# [GOAL OF THE EXERCISE]
The line that contains "Note to the class: point out the beach" and every line after it, down to the last one, must be restated word for word, with no pictures.

# [GIVEN ENTRIES]
⁂
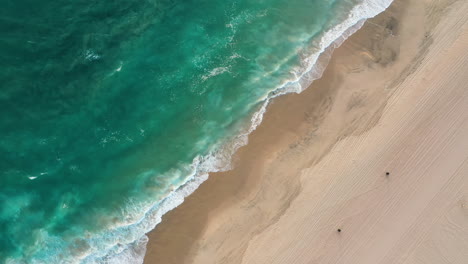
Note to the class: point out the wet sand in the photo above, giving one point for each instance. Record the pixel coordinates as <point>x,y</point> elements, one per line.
<point>394,98</point>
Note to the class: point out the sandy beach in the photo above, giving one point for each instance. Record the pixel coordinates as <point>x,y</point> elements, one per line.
<point>394,98</point>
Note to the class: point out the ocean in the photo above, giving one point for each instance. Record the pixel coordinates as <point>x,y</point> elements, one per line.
<point>113,111</point>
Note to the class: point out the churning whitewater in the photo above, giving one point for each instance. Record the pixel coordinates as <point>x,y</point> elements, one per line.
<point>114,111</point>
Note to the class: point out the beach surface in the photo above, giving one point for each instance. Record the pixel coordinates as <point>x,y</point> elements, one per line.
<point>394,98</point>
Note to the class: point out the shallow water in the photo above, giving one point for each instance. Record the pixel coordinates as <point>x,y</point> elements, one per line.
<point>106,104</point>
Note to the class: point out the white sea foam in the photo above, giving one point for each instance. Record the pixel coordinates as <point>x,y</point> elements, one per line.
<point>128,242</point>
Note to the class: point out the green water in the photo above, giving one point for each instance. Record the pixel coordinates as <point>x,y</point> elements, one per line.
<point>105,104</point>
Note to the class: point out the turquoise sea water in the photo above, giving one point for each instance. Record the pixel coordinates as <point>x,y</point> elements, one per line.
<point>109,106</point>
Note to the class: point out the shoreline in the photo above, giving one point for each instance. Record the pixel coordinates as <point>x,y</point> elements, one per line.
<point>195,225</point>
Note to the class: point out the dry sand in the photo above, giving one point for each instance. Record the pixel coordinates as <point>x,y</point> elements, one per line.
<point>394,98</point>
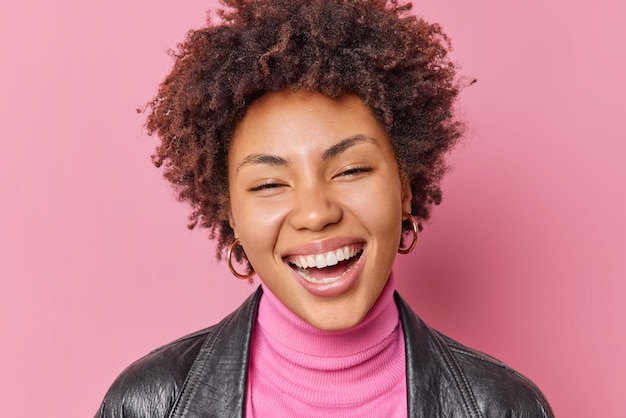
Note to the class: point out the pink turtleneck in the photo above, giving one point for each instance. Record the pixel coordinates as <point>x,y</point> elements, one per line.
<point>297,370</point>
⁂
# [OUTPUT OF THE EXERCISE]
Note to the class: point out the beach surface in the photo above, giving one point for each instance. Record the pixel coordinates as <point>x,y</point> elements, one per line.
<point>394,98</point>
Note to the class: point out the shallow water in the photo above, giving one point for each instance. Record the pixel coordinates as <point>x,y</point> elements, one per line.
<point>106,104</point>
Note to the class: point out the white sea foam in the photo above, giving one point for each instance. Record the pixel coordinates as <point>x,y</point> elements, one per line.
<point>128,242</point>
Note to the class: point out the green water in the photo above, giving one point for each instance. Record the pixel coordinates as <point>x,y</point> elements, one per line.
<point>105,104</point>
Note to the class: point out the turquoise sea water in the photo above, giving one point for each instance. Record the pixel coordinates as <point>x,y</point> elements, one per line.
<point>109,106</point>
Note to the class: point out the shoreline in the photo above, giving one point for each instance. Record the pixel coordinates as <point>x,y</point> elements, one per line.
<point>195,225</point>
Note to the class: point out the dry sand in the photo above, giving one point for each instance. Record the pixel coordinates as <point>x,y</point> elements, one per line.
<point>394,98</point>
Note to the class: point out the pink turtleneck in the photo above, giving one point for each instance. Record the pixel coordinates as <point>x,y</point> elements, one per line.
<point>297,370</point>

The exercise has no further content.